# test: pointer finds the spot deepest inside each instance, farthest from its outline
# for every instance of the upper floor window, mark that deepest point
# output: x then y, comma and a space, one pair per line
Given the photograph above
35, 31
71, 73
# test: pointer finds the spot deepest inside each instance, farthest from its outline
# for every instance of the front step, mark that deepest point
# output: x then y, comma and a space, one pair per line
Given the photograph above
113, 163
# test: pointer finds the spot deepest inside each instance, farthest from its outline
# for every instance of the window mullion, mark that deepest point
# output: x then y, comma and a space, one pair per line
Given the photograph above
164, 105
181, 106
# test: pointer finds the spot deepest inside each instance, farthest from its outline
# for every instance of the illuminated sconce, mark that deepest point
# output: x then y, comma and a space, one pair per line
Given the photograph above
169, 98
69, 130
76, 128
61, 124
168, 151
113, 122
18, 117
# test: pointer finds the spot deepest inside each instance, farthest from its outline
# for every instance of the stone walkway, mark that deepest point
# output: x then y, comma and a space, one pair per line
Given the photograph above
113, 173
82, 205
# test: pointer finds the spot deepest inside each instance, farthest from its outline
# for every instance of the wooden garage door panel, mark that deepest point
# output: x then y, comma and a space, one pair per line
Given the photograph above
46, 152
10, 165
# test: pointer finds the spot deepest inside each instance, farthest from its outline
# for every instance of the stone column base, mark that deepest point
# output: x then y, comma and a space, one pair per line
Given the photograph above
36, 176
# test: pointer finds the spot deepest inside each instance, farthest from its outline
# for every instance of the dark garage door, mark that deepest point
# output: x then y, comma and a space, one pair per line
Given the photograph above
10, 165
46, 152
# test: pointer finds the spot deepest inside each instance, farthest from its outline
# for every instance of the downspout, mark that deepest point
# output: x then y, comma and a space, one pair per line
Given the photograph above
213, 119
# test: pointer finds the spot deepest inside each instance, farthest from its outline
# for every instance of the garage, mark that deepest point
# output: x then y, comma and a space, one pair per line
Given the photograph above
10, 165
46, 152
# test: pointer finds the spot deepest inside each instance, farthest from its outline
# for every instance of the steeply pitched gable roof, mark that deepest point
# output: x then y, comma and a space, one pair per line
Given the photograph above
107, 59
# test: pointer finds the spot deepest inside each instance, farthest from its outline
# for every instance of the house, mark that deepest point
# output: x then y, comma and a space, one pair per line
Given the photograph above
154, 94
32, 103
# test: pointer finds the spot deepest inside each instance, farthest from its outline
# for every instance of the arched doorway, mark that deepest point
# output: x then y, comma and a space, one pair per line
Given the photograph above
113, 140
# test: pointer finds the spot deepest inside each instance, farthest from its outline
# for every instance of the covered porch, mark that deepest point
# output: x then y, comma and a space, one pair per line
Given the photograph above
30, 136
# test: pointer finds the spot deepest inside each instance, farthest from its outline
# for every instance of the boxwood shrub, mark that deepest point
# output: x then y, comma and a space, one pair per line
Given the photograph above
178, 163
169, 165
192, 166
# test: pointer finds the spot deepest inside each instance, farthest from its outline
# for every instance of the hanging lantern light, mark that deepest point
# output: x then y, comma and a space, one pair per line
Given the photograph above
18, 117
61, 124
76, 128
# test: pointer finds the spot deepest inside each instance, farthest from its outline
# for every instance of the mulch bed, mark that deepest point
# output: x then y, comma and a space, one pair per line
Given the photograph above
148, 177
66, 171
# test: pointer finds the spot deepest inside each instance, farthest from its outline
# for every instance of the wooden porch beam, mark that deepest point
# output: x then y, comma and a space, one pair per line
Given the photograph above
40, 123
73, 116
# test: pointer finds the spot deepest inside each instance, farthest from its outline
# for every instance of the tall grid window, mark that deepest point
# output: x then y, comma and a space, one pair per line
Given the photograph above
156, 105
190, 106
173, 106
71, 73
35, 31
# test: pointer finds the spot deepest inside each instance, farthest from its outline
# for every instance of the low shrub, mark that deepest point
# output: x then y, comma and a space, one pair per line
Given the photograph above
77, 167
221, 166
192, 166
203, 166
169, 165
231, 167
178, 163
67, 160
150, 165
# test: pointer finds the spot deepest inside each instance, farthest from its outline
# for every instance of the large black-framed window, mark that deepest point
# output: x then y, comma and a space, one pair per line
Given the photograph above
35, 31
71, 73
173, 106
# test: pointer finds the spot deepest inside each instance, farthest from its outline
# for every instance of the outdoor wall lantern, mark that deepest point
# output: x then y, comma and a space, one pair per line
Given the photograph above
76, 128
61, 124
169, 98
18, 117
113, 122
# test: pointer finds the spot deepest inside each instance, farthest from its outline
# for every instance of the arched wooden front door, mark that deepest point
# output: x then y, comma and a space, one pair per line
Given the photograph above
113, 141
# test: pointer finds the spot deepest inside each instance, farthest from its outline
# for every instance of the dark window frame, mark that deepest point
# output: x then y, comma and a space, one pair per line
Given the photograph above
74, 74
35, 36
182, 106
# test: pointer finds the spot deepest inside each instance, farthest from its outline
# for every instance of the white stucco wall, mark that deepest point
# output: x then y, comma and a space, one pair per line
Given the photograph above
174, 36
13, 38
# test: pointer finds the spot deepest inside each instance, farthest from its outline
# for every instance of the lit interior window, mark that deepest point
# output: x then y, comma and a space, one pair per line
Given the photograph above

◆ **What the task asks**
Search the entries for "porch" and show every line that has it.

◆ **Your response**
# for every instance of the covered porch, mark that deepest point
# for every instance of the wooden porch beam, mark that deepest point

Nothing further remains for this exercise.